*Exercise description*
Transcribe all of the data, leaving nothing out and changing nothing.

*Data shown*
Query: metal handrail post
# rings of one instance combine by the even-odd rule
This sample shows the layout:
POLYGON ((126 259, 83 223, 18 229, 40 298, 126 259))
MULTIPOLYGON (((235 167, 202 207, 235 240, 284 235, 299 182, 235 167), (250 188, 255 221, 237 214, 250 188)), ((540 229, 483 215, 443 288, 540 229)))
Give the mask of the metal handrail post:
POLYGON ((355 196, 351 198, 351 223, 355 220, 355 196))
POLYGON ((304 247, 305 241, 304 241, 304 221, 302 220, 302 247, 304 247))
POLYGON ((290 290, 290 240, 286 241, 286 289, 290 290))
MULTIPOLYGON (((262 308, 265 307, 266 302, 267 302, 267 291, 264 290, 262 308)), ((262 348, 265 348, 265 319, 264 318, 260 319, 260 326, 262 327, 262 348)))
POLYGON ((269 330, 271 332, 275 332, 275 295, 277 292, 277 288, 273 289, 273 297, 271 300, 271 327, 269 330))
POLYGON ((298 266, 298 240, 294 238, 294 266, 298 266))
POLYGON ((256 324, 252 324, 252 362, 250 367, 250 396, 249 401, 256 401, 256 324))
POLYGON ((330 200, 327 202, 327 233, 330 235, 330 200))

*Response to this task*
Query: metal handrail post
# rings of one instance combine by the even-odd rule
This sample shows the layout:
POLYGON ((126 259, 83 223, 18 229, 40 298, 126 259))
MULTIPOLYGON (((235 167, 202 207, 235 240, 284 235, 299 182, 235 167), (250 188, 255 221, 237 214, 250 188)), ((540 229, 483 215, 443 288, 540 229)))
Give the mask of the metal handrail post:
POLYGON ((355 196, 351 198, 351 223, 355 220, 355 196))
POLYGON ((304 247, 305 241, 304 241, 304 221, 302 220, 302 247, 304 247))
POLYGON ((290 290, 290 240, 286 241, 286 289, 290 290))
MULTIPOLYGON (((262 308, 265 307, 266 302, 267 302, 267 291, 264 290, 262 308)), ((262 348, 265 348, 265 319, 264 318, 260 319, 260 326, 262 327, 262 348)))
POLYGON ((269 330, 271 332, 275 332, 275 295, 277 292, 277 288, 273 289, 273 297, 271 300, 271 327, 269 330))
POLYGON ((298 266, 298 240, 294 238, 294 266, 298 266))
POLYGON ((256 324, 252 324, 252 362, 250 367, 250 396, 249 401, 256 401, 256 324))
POLYGON ((330 200, 327 202, 327 233, 330 235, 330 200))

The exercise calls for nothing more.